* [Exercise details] Copy the records below exactly, leaving out every picture.

* [Task material]

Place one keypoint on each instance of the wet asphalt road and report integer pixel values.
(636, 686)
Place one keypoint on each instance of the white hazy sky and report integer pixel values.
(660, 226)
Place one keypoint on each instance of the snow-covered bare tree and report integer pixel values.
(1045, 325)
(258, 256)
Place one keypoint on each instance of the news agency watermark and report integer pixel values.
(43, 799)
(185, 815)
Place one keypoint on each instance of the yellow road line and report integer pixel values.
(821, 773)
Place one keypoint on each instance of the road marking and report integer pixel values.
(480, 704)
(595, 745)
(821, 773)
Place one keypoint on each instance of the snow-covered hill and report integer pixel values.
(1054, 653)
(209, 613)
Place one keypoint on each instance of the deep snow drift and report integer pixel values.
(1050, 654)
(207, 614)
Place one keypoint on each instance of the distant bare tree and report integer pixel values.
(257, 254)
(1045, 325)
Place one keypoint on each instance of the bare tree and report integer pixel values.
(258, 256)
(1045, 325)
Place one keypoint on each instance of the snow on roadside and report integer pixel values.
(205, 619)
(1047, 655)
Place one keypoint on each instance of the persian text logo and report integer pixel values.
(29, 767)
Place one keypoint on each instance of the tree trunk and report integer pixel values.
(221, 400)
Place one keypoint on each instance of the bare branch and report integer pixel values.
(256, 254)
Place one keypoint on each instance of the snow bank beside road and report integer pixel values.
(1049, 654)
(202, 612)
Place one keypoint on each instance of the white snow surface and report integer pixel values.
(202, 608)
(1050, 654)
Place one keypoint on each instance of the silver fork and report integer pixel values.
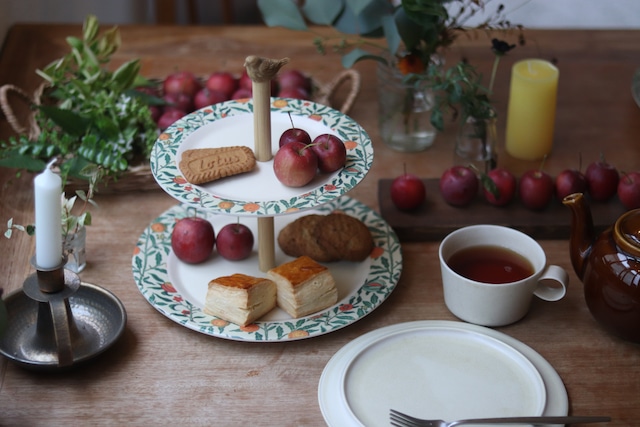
(399, 419)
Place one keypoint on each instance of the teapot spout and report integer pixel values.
(582, 231)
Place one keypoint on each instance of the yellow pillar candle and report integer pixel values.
(532, 109)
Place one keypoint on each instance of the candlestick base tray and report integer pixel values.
(51, 331)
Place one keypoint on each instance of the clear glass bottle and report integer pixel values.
(476, 143)
(404, 112)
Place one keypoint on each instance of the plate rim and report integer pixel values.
(167, 174)
(557, 402)
(384, 273)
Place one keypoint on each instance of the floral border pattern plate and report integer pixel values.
(362, 286)
(258, 193)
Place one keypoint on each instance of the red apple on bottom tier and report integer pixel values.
(330, 151)
(459, 185)
(295, 164)
(407, 192)
(192, 239)
(293, 135)
(504, 187)
(536, 189)
(235, 242)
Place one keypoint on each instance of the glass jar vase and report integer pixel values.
(404, 112)
(476, 143)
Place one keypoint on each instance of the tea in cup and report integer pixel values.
(490, 274)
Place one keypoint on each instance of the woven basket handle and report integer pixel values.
(31, 129)
(325, 92)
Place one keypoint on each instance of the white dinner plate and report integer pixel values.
(258, 193)
(437, 369)
(178, 290)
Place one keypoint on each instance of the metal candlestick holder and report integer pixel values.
(57, 321)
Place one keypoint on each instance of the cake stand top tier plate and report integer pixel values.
(258, 193)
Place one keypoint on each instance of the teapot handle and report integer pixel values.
(552, 283)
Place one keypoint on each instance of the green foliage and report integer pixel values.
(421, 27)
(90, 115)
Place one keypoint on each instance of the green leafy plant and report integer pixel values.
(416, 33)
(414, 30)
(460, 90)
(89, 115)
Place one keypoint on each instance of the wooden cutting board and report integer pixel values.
(435, 218)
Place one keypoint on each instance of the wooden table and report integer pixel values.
(162, 373)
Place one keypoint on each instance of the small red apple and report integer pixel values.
(502, 186)
(408, 192)
(330, 151)
(169, 116)
(536, 189)
(192, 239)
(629, 190)
(294, 135)
(459, 185)
(295, 164)
(602, 180)
(570, 181)
(235, 242)
(183, 82)
(222, 81)
(206, 97)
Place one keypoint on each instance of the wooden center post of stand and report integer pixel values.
(262, 71)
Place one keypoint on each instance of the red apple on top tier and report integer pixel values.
(570, 181)
(295, 164)
(536, 189)
(407, 192)
(602, 180)
(222, 81)
(629, 190)
(459, 185)
(192, 239)
(183, 82)
(235, 242)
(294, 135)
(503, 189)
(331, 152)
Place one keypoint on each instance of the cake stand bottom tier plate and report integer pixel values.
(178, 290)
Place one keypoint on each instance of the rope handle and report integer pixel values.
(31, 129)
(324, 93)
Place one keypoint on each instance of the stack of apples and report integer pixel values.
(193, 240)
(299, 158)
(182, 92)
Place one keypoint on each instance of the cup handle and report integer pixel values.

* [Task output]
Place one keypoint on each instance of the wet asphalt road and report integer pixel values.
(636, 686)
Place one keypoint on each instance of the white hazy sky and report integer pixel values.
(660, 226)
Place one keypoint on each instance of the snow-covered bare tree and report integer pixel values.
(1045, 325)
(258, 256)
Place one keypoint on each instance of the news agency watermark and report integer pixel values.
(43, 799)
(185, 815)
Place one keypoint on each instance of the yellow road line and report integer pixel values.
(821, 773)
Place one keypoint on each instance of the road marking and report integer pixel values.
(480, 704)
(595, 745)
(821, 773)
Place one keypoint on each instance of the snow-covered hill and report integer pixel values.
(1054, 653)
(209, 613)
Place one keypoint on each instance of the deep snow drift and report integer pixel values.
(1050, 654)
(207, 614)
Place one keypoint on each instance of the distant bare tree and report integer pixel values.
(257, 254)
(1045, 325)
Place one keypoint on each instance of the bare tree and report integer pixel values.
(258, 256)
(1045, 325)
Place one keypoint on each instance of the snow on roadside and report integer pixel values.
(205, 619)
(1047, 655)
Place one keypoint on each instance of the persian text logo and report integer pixel values.
(29, 767)
Place one keypoint on each instance of the tree trunk and report integer pixel values.
(221, 400)
Place one keypoint on each instance of the bare branch and report integer pixel values.
(256, 254)
Place one keypoint on each instance of the snow bank beside road and report integer pixel values.
(1049, 654)
(202, 612)
Place one keypoint on each instance of the white snow surface and report integer pixel values.
(202, 608)
(1050, 654)
Place one keypoint on each instance of the silver fork and report integer pixel values.
(399, 419)
Place one keypoint on each instance of the teapot spout and report integer pixel values.
(582, 231)
Place one keypoint on each instance of the yellow pillar candle and report integer pixel values.
(532, 109)
Place one keypoint on each instance of the candlestick base tray and report integer pixel values.
(51, 331)
Place one keypoint on each instance of the clear glass bottle and report integer pixel values.
(476, 143)
(404, 112)
Place one keypoint on each instance of the plate rim and report integer pixel values.
(167, 174)
(557, 402)
(384, 273)
Place one keypoint on each instance of the floral border pattern plate and report integer pixel values.
(362, 286)
(258, 193)
Place one keypoint on each instance of the red apple on bottom tier and report integer pixel values.
(330, 151)
(459, 185)
(295, 164)
(407, 192)
(192, 239)
(293, 135)
(504, 187)
(536, 189)
(235, 242)
Place one keypoint on each instance of the glass jar vase and report integer pixel values.
(404, 112)
(476, 143)
Place one keypoint on each instance of the tea in cup and report integer pixel values.
(490, 274)
Place one keypoint on each instance of the woven basket handle and report integer pixel values.
(31, 129)
(325, 92)
Place one keypoint on each instance of the white dinner plate and report integer pixel values.
(258, 193)
(437, 369)
(178, 290)
Place one keypoint on each instance of the metal candlestick holder and report integer pixel values.
(57, 321)
Place one keypoint on each instance of the cake stand top tier plate and report integer pixel values.
(258, 193)
Place one keypoint on each instance of the teapot handle and report integer pixel values.
(552, 283)
Place one keypoint on each instance of the green foliage and report integer pixel values.
(421, 27)
(90, 115)
Place one keypoint on each instance of the green leafy plant and report integer pixel values.
(416, 33)
(414, 30)
(460, 90)
(89, 115)
Place one keypoint on each instance of the wooden cutting board and report integer pixel values.
(435, 218)
Place one keypoint on each instance of the wooden table and report integer pixel values.
(162, 373)
Place one keypoint on each instance of the small red apple and report integer pixel values.
(502, 186)
(408, 192)
(330, 151)
(169, 116)
(536, 189)
(192, 239)
(629, 190)
(294, 135)
(459, 185)
(295, 164)
(602, 180)
(570, 181)
(235, 242)
(183, 82)
(222, 81)
(206, 97)
Place one keypoint on each instance of the wooden center post of stand and report integer pixel values.
(262, 71)
Place one keypoint on each instance of the red apple on top tier and report integer pixel values.
(570, 181)
(295, 164)
(536, 189)
(407, 192)
(602, 180)
(222, 81)
(629, 190)
(459, 185)
(192, 239)
(183, 82)
(235, 242)
(294, 135)
(503, 189)
(331, 152)
Place one keypoint on each instance of the cake stand bottom tier plate and report integer pixel values.
(178, 290)
Place one keypoint on each instance of the rope handle and report integer pixel values.
(31, 129)
(324, 93)
Place one keypoint on each instance of the stack of apples and report integer pixel values.
(193, 240)
(299, 158)
(182, 92)
Place one keypoint on each instance of the cup handle and report integer pixel values.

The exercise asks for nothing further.